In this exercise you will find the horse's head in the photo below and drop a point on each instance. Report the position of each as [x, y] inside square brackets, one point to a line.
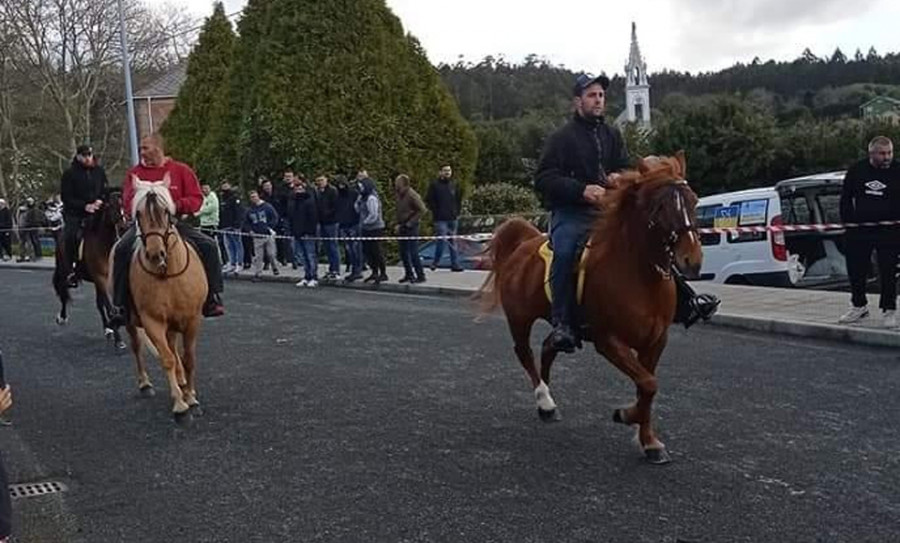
[152, 210]
[669, 206]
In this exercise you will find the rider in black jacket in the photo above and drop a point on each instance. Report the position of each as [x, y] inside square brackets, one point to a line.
[81, 188]
[578, 163]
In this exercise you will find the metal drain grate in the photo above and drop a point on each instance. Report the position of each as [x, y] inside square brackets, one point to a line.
[32, 490]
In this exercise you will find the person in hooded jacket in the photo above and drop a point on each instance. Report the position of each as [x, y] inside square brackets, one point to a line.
[348, 226]
[231, 218]
[303, 218]
[371, 222]
[6, 226]
[81, 189]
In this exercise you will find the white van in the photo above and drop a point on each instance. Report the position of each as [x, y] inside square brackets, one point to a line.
[802, 259]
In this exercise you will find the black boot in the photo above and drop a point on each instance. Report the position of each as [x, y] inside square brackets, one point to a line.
[690, 306]
[562, 339]
[213, 306]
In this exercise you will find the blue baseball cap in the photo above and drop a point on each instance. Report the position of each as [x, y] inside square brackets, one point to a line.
[584, 81]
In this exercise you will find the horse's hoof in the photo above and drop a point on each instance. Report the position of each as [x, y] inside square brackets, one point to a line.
[147, 391]
[657, 457]
[552, 415]
[184, 420]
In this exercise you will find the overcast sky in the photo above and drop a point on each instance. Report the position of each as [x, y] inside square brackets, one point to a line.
[593, 35]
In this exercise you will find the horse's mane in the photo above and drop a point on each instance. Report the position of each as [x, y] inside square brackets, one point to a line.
[634, 191]
[154, 199]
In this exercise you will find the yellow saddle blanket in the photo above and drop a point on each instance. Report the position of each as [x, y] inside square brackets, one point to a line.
[547, 255]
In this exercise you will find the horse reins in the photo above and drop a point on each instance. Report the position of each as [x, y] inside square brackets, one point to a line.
[669, 246]
[165, 239]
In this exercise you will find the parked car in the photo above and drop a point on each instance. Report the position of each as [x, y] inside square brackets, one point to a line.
[784, 259]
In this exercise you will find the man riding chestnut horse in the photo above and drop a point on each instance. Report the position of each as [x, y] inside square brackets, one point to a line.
[187, 196]
[579, 162]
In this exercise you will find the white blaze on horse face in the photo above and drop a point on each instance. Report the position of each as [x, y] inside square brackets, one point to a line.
[544, 400]
[142, 189]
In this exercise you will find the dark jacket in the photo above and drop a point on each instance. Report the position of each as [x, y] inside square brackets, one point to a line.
[444, 199]
[410, 207]
[231, 211]
[262, 219]
[345, 206]
[81, 186]
[326, 201]
[302, 214]
[580, 153]
[870, 194]
[5, 219]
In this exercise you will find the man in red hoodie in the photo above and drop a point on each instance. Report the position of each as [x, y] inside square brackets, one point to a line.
[186, 193]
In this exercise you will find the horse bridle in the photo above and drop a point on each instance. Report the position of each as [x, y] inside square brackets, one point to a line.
[669, 245]
[165, 237]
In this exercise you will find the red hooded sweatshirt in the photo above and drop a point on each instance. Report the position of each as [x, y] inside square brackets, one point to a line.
[184, 187]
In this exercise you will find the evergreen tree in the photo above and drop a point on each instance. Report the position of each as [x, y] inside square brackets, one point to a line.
[207, 76]
[335, 86]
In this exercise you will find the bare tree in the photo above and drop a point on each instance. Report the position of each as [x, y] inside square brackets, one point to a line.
[66, 56]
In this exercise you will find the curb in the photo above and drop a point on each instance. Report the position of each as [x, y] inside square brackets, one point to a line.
[842, 334]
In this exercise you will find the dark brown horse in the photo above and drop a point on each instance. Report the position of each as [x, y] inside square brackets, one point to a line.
[101, 231]
[647, 226]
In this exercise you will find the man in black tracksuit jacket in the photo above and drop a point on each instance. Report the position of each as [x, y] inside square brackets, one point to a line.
[570, 180]
[81, 189]
[871, 192]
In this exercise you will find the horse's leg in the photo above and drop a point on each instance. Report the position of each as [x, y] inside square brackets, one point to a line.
[172, 337]
[62, 292]
[521, 333]
[156, 331]
[189, 341]
[104, 306]
[144, 385]
[638, 371]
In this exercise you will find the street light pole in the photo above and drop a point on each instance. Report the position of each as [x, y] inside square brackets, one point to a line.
[129, 93]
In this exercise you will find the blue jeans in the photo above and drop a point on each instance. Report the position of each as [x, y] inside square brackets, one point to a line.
[409, 252]
[331, 248]
[445, 228]
[305, 255]
[353, 248]
[234, 247]
[569, 231]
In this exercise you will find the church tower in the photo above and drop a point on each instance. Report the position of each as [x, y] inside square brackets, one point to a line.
[637, 88]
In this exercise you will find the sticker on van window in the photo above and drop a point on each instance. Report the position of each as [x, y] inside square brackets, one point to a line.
[753, 212]
[726, 217]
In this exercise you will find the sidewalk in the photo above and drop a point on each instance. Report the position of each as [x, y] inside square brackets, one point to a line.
[803, 313]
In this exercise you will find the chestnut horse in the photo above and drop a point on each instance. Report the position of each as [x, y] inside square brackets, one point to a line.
[168, 287]
[647, 225]
[101, 231]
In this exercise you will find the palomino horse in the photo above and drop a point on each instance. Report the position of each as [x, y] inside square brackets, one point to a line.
[101, 231]
[168, 288]
[647, 226]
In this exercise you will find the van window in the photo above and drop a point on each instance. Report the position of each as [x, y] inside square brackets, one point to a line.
[752, 213]
[830, 204]
[706, 217]
[795, 210]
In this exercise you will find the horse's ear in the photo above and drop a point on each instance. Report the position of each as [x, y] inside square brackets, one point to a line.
[682, 162]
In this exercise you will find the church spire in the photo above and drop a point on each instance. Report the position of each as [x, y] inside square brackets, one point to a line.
[636, 69]
[637, 87]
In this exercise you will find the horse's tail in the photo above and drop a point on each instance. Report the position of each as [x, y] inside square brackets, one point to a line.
[507, 238]
[145, 341]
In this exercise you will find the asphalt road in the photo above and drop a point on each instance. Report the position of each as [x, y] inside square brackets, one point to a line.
[335, 415]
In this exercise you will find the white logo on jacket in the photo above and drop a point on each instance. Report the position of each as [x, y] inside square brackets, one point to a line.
[875, 188]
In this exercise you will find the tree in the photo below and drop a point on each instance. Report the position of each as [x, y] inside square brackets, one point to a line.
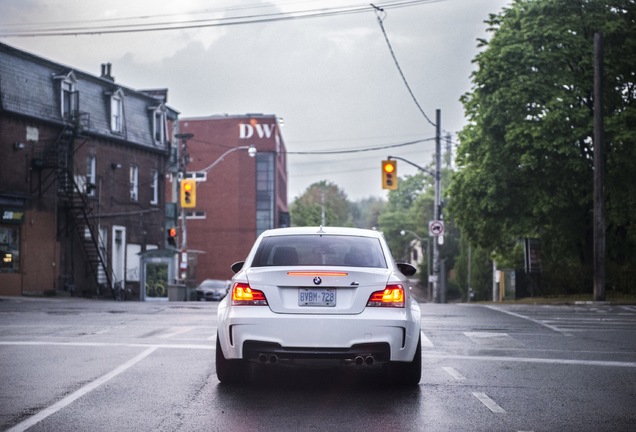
[525, 158]
[307, 210]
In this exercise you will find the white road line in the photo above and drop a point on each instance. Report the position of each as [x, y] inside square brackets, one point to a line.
[426, 342]
[452, 372]
[61, 404]
[556, 329]
[176, 331]
[108, 344]
[491, 404]
[442, 355]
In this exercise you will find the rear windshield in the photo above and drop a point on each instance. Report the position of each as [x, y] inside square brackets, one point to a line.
[320, 250]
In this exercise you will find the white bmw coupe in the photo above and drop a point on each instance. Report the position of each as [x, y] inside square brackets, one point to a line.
[317, 297]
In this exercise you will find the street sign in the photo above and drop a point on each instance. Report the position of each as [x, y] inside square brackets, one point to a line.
[435, 228]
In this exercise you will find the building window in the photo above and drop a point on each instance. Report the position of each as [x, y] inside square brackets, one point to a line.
[116, 112]
[69, 99]
[9, 249]
[91, 180]
[154, 187]
[197, 214]
[264, 192]
[197, 175]
[134, 183]
[159, 125]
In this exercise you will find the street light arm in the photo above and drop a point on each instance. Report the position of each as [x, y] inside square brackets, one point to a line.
[413, 234]
[415, 165]
[251, 149]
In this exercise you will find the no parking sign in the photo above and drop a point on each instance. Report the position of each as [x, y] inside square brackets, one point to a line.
[435, 228]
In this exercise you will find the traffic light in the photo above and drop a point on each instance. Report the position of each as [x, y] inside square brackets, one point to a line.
[188, 193]
[389, 175]
[172, 236]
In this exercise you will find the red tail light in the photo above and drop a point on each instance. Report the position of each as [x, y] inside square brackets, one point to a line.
[244, 295]
[392, 296]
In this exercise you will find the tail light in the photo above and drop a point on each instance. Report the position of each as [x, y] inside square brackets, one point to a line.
[392, 296]
[244, 295]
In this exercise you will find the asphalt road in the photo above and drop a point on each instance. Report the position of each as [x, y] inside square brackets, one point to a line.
[84, 365]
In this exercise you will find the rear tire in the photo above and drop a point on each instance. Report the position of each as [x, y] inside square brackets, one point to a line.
[229, 371]
[408, 374]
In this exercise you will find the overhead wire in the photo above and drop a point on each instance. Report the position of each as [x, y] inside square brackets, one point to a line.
[200, 23]
[381, 11]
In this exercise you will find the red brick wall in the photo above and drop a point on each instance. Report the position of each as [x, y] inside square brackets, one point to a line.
[228, 197]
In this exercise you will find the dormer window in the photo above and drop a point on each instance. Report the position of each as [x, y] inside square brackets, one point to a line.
[159, 125]
[117, 111]
[69, 97]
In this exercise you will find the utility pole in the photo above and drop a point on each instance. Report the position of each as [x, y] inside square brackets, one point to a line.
[599, 173]
[438, 204]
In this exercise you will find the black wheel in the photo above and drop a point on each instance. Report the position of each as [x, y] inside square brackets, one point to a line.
[408, 373]
[229, 371]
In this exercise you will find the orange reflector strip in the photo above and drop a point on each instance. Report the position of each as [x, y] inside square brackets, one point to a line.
[317, 273]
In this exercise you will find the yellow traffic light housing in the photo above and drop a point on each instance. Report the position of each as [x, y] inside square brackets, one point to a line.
[188, 193]
[389, 174]
[172, 236]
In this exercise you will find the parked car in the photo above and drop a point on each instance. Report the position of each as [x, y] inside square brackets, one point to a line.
[212, 289]
[320, 297]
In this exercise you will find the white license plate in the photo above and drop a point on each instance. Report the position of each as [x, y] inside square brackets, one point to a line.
[317, 297]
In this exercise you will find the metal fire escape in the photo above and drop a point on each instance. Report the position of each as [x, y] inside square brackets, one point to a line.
[55, 169]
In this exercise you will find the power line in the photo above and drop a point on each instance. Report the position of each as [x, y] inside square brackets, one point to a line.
[379, 10]
[200, 23]
[360, 150]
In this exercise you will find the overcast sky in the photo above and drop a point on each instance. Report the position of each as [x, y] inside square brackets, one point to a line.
[331, 78]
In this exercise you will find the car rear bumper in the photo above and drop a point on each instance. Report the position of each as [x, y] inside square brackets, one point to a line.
****************************************
= What needs to be done =
Starting with the line that contains "In this exercise you will find the yellow traffic", output every line through the end of the listing above, unchanged.

= Response to the exercise =
In this exercise you will find the yellow traffic light housing in the photo above and drop a point on each instance. Report the position of each as [x, y] inside square brackets, one point to a line.
[188, 193]
[389, 174]
[172, 236]
In this exercise you will find the parked car in the photo above and drop a point on each instance. Report the position of each as [x, y] inside square brackets, one point to a line.
[212, 289]
[320, 297]
In this exercise you will find the white license plate in the photo above and drop a point on each instance. Report the position of each as [x, y] inside square brackets, one point to a line.
[317, 297]
In this exercise you will find the metal fire escape in the photo above and drop a point on each instance. Report the position of each as [x, y] inside square brackets, one point to a line.
[55, 169]
In this exercise you will find the power line in the photo above and drop a point on each instance. Report the position of each as [x, y] inside square brackets, one point to a line.
[379, 10]
[200, 23]
[360, 150]
In this exercise you will find the overcast sky in the photo above and drop a point on each instance. Report the position of each as [x, y] inside square brackets, one point to a line.
[331, 78]
In this exercise you will find the car rear bumper in the photo above and drop a point on each instance. Report the position of each as [x, y] inside square brackets, one point to a line.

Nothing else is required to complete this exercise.